--- GOAL ---
From the listing below, pick out each line containing the string "steel" and copy those lines out. Match case exactly.

--- EXTRACTED MATERIAL ---
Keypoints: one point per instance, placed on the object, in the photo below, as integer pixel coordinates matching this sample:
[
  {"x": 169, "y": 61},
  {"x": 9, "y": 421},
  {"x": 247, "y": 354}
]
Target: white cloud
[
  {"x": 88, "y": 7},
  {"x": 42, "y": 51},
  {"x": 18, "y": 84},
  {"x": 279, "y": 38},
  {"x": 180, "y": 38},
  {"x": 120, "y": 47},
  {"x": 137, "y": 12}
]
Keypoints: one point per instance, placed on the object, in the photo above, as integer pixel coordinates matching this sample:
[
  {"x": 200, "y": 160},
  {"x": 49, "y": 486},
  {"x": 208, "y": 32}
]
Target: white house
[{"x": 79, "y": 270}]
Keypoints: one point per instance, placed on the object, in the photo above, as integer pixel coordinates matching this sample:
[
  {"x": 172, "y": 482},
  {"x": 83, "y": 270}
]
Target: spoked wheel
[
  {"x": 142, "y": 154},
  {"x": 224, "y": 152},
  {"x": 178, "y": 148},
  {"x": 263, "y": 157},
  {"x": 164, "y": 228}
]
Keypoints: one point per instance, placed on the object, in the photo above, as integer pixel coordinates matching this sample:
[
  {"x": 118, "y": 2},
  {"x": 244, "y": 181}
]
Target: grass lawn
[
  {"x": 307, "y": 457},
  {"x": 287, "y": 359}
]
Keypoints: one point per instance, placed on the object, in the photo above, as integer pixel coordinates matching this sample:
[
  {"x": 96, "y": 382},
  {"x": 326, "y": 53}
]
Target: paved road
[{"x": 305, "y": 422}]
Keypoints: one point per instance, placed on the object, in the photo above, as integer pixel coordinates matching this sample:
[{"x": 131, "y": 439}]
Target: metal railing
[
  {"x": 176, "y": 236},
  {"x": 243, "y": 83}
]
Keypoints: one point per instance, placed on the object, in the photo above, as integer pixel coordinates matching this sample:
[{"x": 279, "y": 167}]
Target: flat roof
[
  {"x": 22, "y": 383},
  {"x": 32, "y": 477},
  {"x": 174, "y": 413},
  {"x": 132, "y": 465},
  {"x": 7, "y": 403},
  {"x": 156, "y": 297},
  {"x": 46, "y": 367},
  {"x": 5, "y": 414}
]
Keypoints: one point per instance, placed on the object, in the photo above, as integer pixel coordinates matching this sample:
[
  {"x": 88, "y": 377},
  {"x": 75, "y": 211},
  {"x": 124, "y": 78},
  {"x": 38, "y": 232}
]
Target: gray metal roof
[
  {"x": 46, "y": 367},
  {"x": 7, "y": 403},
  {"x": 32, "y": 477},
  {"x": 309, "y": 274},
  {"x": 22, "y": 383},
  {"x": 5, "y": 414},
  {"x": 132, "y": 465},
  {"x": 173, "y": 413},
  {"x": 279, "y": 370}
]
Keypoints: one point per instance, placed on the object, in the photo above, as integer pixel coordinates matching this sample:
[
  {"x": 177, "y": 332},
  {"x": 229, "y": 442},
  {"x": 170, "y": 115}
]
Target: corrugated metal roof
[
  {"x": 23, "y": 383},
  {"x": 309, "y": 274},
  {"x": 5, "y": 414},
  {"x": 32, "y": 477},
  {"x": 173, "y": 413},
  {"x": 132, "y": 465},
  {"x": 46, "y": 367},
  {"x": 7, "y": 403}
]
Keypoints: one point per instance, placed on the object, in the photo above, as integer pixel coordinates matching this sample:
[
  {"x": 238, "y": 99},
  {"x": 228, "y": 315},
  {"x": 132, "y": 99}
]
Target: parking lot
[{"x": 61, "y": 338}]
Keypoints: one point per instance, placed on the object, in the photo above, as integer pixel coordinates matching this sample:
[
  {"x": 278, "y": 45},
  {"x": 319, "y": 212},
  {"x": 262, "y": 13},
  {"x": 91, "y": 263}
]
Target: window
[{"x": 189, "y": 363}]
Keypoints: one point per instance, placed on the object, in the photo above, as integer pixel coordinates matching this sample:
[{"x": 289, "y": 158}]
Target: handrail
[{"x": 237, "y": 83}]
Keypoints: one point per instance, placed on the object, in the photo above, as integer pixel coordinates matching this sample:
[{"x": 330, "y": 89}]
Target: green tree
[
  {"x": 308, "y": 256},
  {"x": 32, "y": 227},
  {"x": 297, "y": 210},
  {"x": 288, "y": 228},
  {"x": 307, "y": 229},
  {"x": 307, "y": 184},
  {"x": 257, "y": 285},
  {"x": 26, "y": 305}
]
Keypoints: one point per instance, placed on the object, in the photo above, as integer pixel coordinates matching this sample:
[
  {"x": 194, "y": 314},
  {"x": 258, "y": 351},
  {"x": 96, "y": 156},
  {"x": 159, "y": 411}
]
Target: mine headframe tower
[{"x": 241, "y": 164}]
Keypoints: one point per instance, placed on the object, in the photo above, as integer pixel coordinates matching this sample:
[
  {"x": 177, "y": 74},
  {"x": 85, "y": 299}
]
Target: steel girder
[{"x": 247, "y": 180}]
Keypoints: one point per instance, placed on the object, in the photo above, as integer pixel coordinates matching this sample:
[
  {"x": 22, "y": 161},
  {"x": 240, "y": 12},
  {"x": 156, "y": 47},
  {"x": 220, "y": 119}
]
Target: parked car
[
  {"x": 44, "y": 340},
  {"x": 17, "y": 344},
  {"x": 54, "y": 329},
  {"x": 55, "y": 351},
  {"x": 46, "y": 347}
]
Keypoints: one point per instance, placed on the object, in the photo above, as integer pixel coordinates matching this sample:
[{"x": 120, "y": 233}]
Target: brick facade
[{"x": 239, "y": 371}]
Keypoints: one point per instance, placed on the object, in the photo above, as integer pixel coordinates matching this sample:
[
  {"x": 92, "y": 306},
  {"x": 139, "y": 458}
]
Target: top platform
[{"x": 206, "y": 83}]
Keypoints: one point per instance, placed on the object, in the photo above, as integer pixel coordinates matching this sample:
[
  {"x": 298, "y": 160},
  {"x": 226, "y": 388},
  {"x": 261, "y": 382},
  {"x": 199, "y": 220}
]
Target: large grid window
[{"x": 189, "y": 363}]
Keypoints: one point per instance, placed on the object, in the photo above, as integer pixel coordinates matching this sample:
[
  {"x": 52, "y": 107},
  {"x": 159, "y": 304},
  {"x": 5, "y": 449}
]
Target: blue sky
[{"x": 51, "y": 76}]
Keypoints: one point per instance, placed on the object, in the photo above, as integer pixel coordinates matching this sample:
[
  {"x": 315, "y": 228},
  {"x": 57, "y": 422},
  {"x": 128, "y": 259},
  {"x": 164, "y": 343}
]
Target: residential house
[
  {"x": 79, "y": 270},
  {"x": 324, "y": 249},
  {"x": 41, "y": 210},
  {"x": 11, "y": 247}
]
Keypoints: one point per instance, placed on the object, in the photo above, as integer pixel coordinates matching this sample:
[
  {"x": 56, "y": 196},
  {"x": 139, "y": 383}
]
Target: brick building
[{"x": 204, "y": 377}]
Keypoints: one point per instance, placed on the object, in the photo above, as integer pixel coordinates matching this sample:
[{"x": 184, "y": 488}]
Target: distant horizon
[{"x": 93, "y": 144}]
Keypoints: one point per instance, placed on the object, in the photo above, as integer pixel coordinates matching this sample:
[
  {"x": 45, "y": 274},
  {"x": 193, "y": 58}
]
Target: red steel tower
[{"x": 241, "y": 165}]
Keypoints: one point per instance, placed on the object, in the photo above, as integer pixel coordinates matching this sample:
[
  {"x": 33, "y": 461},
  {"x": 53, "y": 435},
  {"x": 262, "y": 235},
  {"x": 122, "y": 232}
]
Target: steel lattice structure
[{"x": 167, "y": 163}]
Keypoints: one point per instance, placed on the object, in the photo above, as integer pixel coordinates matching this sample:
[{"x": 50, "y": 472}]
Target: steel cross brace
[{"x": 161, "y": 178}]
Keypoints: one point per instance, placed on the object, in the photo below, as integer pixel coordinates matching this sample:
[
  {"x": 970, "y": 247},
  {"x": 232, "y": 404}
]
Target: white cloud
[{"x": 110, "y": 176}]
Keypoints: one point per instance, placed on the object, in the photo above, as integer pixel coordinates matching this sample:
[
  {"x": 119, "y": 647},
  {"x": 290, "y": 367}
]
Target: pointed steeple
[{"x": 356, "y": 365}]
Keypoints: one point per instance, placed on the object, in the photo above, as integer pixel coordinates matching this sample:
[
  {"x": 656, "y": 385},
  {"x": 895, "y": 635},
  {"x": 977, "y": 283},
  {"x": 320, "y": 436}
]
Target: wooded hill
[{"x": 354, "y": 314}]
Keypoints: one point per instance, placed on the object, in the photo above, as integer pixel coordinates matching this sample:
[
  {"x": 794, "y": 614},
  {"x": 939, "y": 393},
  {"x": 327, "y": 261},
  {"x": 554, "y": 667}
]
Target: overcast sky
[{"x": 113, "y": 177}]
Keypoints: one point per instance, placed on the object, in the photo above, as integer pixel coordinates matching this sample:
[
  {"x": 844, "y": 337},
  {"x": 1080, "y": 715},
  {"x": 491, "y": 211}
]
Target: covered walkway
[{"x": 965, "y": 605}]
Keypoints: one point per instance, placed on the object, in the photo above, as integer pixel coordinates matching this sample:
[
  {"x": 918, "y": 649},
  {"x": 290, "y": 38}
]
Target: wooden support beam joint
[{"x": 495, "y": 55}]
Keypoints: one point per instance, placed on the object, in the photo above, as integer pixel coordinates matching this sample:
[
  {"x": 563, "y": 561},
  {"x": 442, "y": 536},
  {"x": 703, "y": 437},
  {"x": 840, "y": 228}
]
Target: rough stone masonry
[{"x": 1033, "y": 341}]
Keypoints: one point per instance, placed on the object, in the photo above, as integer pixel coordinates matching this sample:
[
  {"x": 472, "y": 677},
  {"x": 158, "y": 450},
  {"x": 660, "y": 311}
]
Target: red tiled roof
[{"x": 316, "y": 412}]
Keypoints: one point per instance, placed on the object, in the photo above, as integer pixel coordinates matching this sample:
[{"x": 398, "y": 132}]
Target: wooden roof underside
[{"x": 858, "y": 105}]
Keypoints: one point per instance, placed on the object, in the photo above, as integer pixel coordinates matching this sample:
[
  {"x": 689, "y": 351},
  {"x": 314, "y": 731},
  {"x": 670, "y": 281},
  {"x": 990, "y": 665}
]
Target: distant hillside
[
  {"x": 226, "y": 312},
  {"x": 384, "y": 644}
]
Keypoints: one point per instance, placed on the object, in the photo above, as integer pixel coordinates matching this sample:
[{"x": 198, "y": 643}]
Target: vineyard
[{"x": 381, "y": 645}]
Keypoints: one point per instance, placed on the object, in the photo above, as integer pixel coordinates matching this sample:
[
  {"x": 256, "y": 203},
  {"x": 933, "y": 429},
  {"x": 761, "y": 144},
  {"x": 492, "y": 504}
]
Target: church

--- EXERCISE ANSWER ---
Target: steel girder
Target: red steel tower
Target: steel lattice structure
Target: steel cross brace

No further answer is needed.